*** JEU DE DONNÉES ***

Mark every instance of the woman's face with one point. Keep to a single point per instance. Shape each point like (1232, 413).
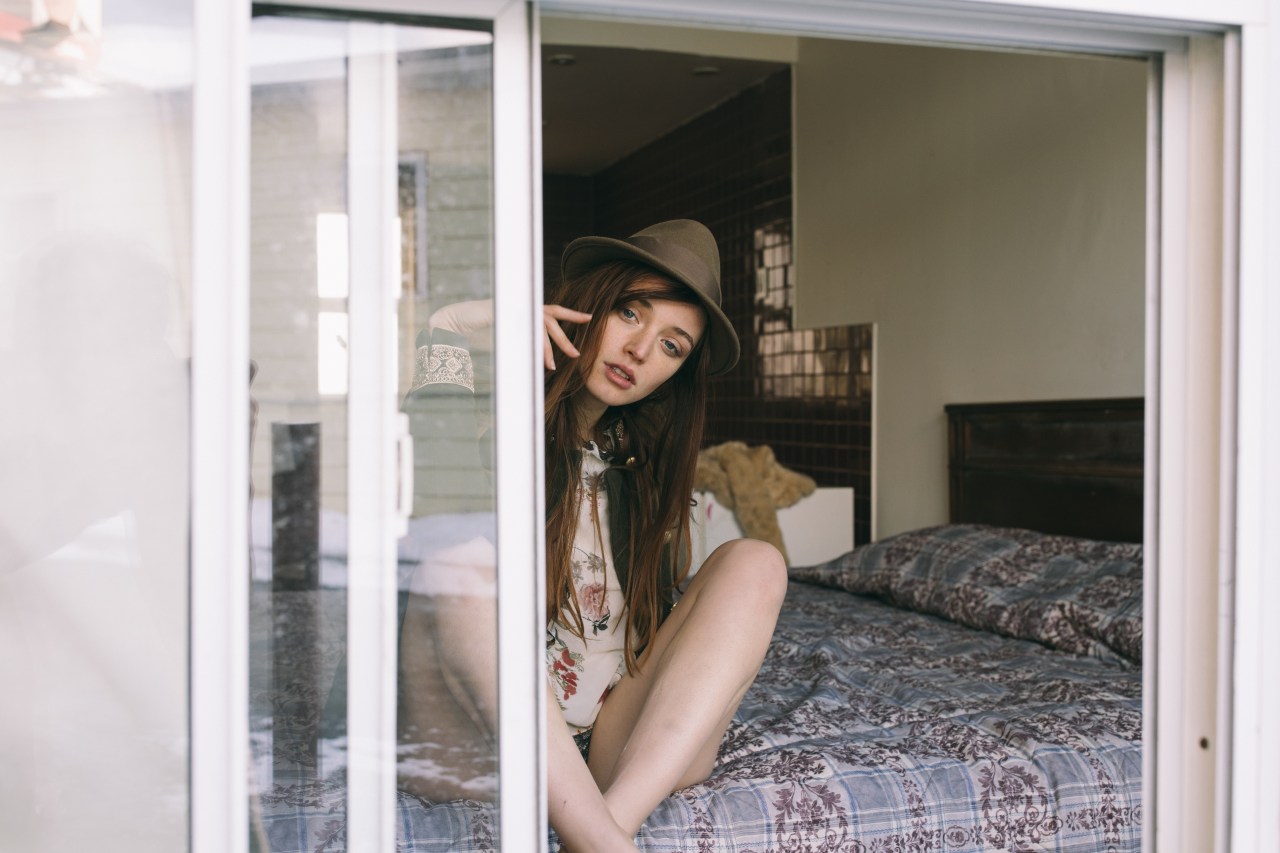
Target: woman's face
(644, 342)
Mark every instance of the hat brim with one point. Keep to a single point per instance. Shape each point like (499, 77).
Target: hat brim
(588, 252)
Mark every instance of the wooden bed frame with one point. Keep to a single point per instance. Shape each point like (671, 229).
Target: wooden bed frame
(1066, 466)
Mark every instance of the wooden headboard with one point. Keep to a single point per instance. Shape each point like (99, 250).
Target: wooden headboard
(1070, 466)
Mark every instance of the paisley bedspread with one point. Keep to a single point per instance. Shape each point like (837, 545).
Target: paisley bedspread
(869, 729)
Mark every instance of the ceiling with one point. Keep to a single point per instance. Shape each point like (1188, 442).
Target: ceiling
(606, 103)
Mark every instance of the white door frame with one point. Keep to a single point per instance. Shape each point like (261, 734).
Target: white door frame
(1215, 195)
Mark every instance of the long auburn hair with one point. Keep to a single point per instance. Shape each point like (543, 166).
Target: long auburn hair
(658, 452)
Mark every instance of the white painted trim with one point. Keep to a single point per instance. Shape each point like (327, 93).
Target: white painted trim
(1256, 687)
(1191, 477)
(1151, 456)
(519, 382)
(1226, 414)
(219, 430)
(912, 21)
(373, 437)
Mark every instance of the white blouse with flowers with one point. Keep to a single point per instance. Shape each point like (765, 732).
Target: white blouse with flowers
(584, 670)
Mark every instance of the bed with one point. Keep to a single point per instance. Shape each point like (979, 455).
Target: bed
(969, 687)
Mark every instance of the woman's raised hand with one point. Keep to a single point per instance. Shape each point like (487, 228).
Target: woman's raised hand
(552, 316)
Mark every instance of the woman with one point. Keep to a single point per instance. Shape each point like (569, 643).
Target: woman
(639, 690)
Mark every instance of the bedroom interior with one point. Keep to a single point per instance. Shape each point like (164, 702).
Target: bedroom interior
(1020, 328)
(124, 602)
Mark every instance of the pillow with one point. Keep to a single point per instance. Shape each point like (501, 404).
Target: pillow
(1073, 594)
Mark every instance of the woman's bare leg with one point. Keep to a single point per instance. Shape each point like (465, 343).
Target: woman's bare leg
(447, 716)
(659, 729)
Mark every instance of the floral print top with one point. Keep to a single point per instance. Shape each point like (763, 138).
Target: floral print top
(584, 670)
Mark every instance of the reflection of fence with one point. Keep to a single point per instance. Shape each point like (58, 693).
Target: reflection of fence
(296, 569)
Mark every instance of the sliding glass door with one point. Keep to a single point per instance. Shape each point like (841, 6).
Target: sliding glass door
(375, 689)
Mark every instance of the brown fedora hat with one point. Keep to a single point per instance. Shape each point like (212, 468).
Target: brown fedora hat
(682, 249)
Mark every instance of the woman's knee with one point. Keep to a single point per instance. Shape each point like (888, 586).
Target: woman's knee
(754, 568)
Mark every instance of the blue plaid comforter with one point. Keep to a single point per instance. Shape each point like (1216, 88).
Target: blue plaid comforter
(869, 729)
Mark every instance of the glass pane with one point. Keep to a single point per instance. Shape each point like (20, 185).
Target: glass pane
(300, 233)
(95, 133)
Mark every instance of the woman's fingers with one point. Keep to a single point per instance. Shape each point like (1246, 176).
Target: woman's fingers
(556, 337)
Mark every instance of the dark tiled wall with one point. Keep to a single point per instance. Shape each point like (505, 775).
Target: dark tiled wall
(807, 393)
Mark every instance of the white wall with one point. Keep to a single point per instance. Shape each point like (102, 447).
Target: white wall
(987, 213)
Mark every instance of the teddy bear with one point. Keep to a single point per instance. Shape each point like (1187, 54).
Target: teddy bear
(752, 483)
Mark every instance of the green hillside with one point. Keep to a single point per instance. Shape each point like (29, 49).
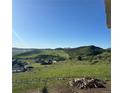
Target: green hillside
(89, 53)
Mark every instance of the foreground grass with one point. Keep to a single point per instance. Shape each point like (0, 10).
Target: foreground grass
(35, 78)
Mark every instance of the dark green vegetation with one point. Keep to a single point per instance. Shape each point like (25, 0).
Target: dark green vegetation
(88, 53)
(71, 63)
(108, 12)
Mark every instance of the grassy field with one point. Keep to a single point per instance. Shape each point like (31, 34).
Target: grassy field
(67, 69)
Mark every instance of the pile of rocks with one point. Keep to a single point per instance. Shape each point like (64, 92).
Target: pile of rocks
(84, 83)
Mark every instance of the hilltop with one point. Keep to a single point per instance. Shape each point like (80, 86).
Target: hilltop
(89, 53)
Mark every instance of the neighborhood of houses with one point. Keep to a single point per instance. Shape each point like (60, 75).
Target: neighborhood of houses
(19, 66)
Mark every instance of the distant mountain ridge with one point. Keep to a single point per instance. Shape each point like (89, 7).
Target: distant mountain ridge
(84, 52)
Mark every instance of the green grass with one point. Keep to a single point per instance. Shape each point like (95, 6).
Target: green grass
(70, 69)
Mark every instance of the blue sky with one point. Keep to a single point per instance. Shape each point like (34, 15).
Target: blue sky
(59, 23)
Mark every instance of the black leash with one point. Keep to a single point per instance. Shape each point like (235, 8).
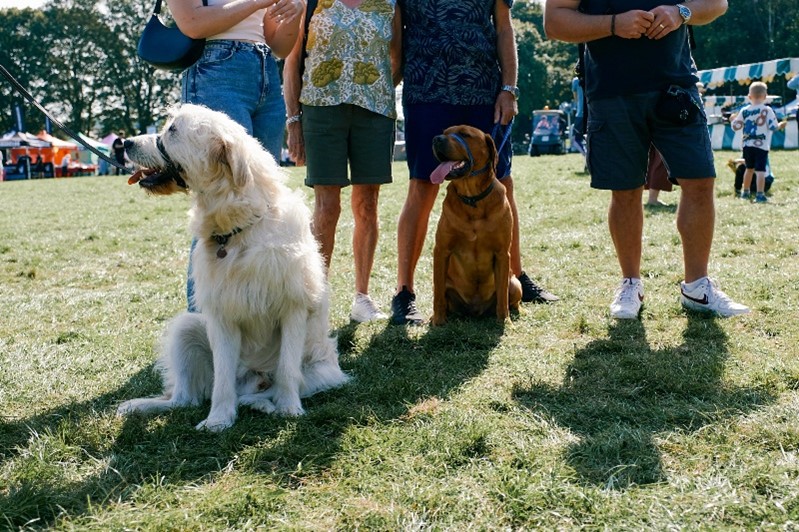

***

CONSIGNE
Filtre les lignes ci-dessus et recopie toutes celles qui contiennent le mot "houses", en respectant les majuscules et les minuscules.

CORRIGÉ
Mark every instance of the neighborhood of houses with one point. Keep to a single point per instance. Shape each point like (60, 75).
Target: neighborhood of houses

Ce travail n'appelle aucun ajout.